• Rows:

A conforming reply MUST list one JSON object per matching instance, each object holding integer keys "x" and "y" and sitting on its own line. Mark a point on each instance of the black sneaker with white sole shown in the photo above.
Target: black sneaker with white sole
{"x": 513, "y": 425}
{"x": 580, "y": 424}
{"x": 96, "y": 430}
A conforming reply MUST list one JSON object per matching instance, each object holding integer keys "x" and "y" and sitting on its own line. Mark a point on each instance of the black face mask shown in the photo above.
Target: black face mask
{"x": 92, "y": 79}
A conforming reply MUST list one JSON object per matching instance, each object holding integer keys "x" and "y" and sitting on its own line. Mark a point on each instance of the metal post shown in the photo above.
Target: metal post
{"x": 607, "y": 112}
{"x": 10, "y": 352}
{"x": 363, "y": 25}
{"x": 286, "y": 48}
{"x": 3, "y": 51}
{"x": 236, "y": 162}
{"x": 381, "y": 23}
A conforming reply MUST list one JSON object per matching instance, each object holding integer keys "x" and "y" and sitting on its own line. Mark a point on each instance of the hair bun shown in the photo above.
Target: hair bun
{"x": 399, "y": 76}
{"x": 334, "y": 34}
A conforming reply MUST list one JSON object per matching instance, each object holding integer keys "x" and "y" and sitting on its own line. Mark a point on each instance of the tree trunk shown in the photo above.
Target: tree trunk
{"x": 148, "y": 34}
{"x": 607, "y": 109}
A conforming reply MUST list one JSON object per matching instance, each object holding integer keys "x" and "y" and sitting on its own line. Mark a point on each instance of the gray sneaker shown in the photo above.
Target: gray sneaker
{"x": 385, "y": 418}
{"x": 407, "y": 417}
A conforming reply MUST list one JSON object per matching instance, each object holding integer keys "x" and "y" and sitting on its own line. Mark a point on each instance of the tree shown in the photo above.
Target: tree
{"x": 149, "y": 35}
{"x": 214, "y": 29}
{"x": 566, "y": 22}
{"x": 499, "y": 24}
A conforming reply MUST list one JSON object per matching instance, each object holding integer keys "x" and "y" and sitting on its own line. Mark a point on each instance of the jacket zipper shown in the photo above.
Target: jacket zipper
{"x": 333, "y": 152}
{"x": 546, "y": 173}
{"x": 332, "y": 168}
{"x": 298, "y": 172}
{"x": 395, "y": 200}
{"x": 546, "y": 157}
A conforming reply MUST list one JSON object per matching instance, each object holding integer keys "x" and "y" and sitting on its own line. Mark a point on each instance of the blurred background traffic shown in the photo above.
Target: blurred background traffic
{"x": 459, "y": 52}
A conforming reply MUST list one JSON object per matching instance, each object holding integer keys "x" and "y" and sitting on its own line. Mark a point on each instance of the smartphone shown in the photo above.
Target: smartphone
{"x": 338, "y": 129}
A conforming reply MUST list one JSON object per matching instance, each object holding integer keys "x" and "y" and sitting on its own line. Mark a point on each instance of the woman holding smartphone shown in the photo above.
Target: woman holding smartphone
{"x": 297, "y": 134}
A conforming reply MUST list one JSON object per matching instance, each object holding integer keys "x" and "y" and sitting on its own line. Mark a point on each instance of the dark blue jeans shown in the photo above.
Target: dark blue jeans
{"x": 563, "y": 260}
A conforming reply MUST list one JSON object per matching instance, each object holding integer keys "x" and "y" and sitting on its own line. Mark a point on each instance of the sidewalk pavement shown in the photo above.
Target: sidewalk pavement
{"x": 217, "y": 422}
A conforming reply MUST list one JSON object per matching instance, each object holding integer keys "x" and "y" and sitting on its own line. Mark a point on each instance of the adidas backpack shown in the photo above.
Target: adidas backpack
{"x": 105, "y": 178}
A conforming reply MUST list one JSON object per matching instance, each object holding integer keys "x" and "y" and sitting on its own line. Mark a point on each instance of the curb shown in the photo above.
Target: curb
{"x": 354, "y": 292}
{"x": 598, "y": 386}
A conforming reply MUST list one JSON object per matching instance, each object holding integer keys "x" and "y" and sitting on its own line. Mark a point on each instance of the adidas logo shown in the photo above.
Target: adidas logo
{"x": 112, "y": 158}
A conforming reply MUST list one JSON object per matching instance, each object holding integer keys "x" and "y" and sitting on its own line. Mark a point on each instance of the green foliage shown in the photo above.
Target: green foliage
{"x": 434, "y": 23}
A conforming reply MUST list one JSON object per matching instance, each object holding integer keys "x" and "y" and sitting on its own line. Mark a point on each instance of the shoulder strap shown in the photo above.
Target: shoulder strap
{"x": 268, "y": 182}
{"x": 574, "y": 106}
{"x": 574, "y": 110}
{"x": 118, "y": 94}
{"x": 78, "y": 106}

* * *

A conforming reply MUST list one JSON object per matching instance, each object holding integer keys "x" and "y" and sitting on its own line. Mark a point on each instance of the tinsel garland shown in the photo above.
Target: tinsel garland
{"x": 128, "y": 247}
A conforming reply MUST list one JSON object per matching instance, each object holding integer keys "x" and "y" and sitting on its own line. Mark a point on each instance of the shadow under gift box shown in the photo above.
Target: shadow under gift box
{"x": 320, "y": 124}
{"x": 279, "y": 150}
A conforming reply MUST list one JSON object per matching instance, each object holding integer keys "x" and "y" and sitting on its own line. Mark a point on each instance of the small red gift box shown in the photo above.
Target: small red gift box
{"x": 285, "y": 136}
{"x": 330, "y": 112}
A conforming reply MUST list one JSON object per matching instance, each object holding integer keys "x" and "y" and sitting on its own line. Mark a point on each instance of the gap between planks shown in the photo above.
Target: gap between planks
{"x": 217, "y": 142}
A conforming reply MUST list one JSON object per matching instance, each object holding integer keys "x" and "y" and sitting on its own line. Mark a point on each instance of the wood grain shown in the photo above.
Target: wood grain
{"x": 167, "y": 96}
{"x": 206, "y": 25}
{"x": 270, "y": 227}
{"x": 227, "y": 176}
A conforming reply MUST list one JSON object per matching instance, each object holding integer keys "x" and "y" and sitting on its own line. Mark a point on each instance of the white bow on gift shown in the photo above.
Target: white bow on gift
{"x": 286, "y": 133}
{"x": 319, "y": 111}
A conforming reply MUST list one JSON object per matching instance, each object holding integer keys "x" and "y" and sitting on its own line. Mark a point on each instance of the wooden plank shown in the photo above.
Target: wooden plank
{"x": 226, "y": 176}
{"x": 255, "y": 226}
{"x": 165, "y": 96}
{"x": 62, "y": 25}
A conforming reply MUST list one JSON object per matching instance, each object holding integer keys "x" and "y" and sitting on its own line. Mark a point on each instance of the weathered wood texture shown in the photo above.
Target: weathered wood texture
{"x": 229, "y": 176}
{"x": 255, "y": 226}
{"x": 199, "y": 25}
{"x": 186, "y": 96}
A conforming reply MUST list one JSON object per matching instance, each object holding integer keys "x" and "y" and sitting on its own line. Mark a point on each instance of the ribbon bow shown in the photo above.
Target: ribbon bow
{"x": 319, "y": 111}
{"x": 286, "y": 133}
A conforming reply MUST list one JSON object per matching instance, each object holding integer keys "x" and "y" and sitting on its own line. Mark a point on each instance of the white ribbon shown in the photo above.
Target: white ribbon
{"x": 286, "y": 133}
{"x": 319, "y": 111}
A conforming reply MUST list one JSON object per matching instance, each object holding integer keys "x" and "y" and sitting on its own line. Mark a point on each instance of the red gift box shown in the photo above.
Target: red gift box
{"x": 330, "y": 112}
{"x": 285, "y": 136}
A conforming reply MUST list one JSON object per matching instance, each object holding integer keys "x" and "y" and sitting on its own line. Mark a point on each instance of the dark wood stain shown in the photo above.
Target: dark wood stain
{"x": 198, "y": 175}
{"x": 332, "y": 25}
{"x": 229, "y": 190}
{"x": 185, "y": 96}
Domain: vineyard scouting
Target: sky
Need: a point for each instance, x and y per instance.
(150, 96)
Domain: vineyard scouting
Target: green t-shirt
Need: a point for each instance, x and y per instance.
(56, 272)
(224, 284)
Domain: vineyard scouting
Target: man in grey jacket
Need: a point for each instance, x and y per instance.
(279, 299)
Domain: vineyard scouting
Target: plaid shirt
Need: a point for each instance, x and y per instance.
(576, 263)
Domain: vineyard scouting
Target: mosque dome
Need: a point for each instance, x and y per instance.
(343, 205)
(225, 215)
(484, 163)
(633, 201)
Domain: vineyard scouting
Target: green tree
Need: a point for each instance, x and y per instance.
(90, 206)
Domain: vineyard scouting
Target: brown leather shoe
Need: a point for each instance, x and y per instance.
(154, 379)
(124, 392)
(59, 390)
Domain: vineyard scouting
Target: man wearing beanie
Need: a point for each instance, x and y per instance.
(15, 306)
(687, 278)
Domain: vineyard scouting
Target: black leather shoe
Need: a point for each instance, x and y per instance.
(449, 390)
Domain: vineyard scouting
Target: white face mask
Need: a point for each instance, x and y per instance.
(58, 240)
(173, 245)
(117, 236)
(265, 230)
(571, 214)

* * *

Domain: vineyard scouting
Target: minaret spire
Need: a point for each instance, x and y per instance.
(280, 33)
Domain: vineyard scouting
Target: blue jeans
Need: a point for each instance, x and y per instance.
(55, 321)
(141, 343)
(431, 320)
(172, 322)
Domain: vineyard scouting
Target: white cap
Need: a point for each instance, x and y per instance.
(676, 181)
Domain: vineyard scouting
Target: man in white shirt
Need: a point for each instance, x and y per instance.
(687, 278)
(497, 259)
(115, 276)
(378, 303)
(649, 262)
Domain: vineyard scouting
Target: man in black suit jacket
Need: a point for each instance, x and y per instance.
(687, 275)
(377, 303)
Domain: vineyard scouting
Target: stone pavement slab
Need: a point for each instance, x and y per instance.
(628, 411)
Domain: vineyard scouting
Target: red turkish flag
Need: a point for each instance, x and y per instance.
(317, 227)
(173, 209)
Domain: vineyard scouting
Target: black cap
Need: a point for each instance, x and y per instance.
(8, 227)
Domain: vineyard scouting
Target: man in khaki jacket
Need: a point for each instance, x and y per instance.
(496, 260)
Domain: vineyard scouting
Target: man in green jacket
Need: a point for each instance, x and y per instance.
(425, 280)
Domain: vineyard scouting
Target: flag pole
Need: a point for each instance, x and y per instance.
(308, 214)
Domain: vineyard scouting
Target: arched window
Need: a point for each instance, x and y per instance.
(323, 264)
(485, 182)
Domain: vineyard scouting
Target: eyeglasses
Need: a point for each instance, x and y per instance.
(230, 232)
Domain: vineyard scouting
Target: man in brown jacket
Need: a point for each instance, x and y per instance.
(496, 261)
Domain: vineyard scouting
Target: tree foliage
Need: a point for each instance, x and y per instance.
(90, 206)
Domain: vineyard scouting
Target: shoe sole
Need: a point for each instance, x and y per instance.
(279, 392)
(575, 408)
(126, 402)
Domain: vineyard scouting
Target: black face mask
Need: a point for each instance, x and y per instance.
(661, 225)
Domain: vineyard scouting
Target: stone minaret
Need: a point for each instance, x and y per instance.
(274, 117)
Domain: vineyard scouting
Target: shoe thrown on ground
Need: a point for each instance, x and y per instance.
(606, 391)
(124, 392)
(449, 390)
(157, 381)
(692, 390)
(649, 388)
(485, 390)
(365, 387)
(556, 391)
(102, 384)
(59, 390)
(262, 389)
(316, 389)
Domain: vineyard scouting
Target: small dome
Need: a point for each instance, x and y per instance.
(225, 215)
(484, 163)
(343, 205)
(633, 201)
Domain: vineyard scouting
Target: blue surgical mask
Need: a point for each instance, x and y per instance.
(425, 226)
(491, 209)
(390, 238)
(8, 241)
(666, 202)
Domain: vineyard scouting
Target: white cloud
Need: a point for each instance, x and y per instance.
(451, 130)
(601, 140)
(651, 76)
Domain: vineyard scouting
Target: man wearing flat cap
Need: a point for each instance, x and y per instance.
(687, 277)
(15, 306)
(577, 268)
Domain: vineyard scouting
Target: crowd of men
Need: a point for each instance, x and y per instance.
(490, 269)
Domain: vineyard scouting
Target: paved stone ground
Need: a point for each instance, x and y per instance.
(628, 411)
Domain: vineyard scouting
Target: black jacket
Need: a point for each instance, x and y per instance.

• Exercise prompt: Pick out every line of the material above that holds the string "blurred" and copy each one in full.

• Exercise response:
A conforming reply MUST list one JSON object per matching instance, each object holding integer keys "x" and "y" and sitting on its own line. Mark a point on each instance of the blurred background traffic shown in the photo above.
Target: blurred background traffic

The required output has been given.